Tres años después, en El idearium español, Ganivet vuelve sobre aquella entrevista, con mayores precisiones. El hospital donde encuentra al nicaragüense es el Stuyvenberg, el mismo donde Vincent van Gogh había sido internado en 1886, contagiado de sífilis, el terrible mal gálico de entonces, por una prostituta del puerto. Y ahora recuerda el nombre del nicaragüense:
“…Uno de los empleados del establecimiento me condujo a donde se hallaba el moribundo… «Yo no soy español —me dijo—; pero aquí no me entienden, y al oírme hablar español han creído que era a usted a quien yo deseaba hablar… me llamo Agatón Tinoco. «Entonces —interrumpí yo—, es usted español por tres veces. Voy a sentarme con usted un rato, y vamos a fumarnos un cigarro como buenos amigos. Y mientras tanto, usted me dirá qué es lo que desea». «Ya nada, señor; no me falta nada para lo poco que me queda que vivir: sólo quería hablar con quien me entendiera, porque hace ya tiempo que no tengo ni con quién hablar».
«Amigo Tinoco —le dije yo después de escuchar su relación—, es usted el hombre más grande que he conocido hasta el día; posee usted un mérito que sólo está al alcance de los hombres verdaderamente grandes: el de haber trabajado en silencio; el de poder abandonar la vida con la satisfacción de no haber recibido el premio que merecían sus trabajos…”
Algo desentona en este cuadro: el que Ganivet convide a compartir un cigarro a un moribundo convertido en un esqueleto ocre, en la sala de contagios de un hospital. Y desentona que despache en una larga parrafada retórica todo lo que supuestamente le dijo al desgraciado, en tono moralizante: “la llamarada de orgullo, de íntimo y santo orgullo, que le alumbrará con luz muy hermosa los últimos momentos de su vida…”. Esa misma noche mi paisano andariego, que sólo quería hablar por última vez con alguien en su propio idioma, expiró.
Y si en verdad Ganivet tuvo el ánimo de endilgarle aquel discurso tan prolijo, él mismo, al abandonar el hospital reflexionó sobre la vacuidad de sus palabras, pues al final de su evocación le oímos decir que “si alguna persona de «buen sentido» hubiera presenciado esta escena”, lo habría tomado a él “por hombre desequilibrado e iluso”, y lo censuraría “por haber expuesto semejantes razones ante un pobre agonizante”.
Agatón Tinoco cumplió en el África colonial un destino oscuro, del que ya no llegaremos a saber mucho más, perdido en algún lugar de aquellos que quedaron en la geografía de la infamia, el Estado Libre del Congo inventado por Leopoldo II para explotar en su beneficio personal la extracción de caucho, diamantes y marfil, responsable de la muerte de al menos 8 millones de congoleños, y de mutilaciones, torturas y otras vejaciones. ¿Capataz, peón de alguna plantación, acaso grumete del vapor Roi des Belges en el que Conrad remontó el río Congo en 1890? ¿Victimario, simple testigo?
El destino final de Ganivet tampoco fue muy feliz. Enfermo de sífilis, igual que Van Gogh, un mal que lo acercaba fatalmente a la parálisis y a la demencia, y «aburrido, hastiado, malhumorado, melancólico, abrumado, entontecido», como escribió en una carta, se suicidó en 1898 lanzándose desde un barco trasbordador a las aguas del río Dvina en Riga, donde se hallaba como cónsul de España en Letonia.
Tenía entonces 33 años. Agatón Tinoco, al que encontró en el hospital Stuyvenberg de Amberes cuando llegaba desde el corazón de las tinieblas, y volvía a las tinieblas, no sabemos la edad en que murió.

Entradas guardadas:
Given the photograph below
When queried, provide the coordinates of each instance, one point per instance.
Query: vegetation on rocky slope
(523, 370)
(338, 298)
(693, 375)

▶ [PREGUNTAS]
A – Extrae literalmente del fragmento sobre Ganivet y Agatón Tinoco el pasaje que empieza en "Agatón Tinoco cumplió" y termina en "1890? ¿Victimario, simple testigo?".
B – Contesta estas preguntas a partir del fragmento sobre Ganivet y Agatón Tinoco:
(i) ¿Cómo se llamaba el hospital donde Ganivet encontró al nicaragüense?
(ii) ¿En qué año se suicidó Ganivet?
(iii) ¿Qué edad tenía Ganivet en ese momento?

▶ [LISTA DE RESPUESTAS]
A –
Agatón Tinoco cumplió en el África colonial un destino oscuro, del que ya no llegaremos a saber mucho más, perdido en algún lugar de aquellos que quedaron en la geografía de la infamia, el Estado Libre del Congo inventado por Leopoldo II para explotar en su beneficio personal la extracción de caucho, diamantes y marfil, responsable de la muerte de al menos 8 millones de congoleños, y de mutilaciones, torturas y otras vejaciones. ¿Capataz, peón de alguna plantación, acaso grumete del vapor Roi des Belges en el que Conrad remontó el río Congo en 1890? ¿Victimario, simple testigo?

B –
(i) Stuyvenberg.
(ii) En 1898.
(iii) 33 años.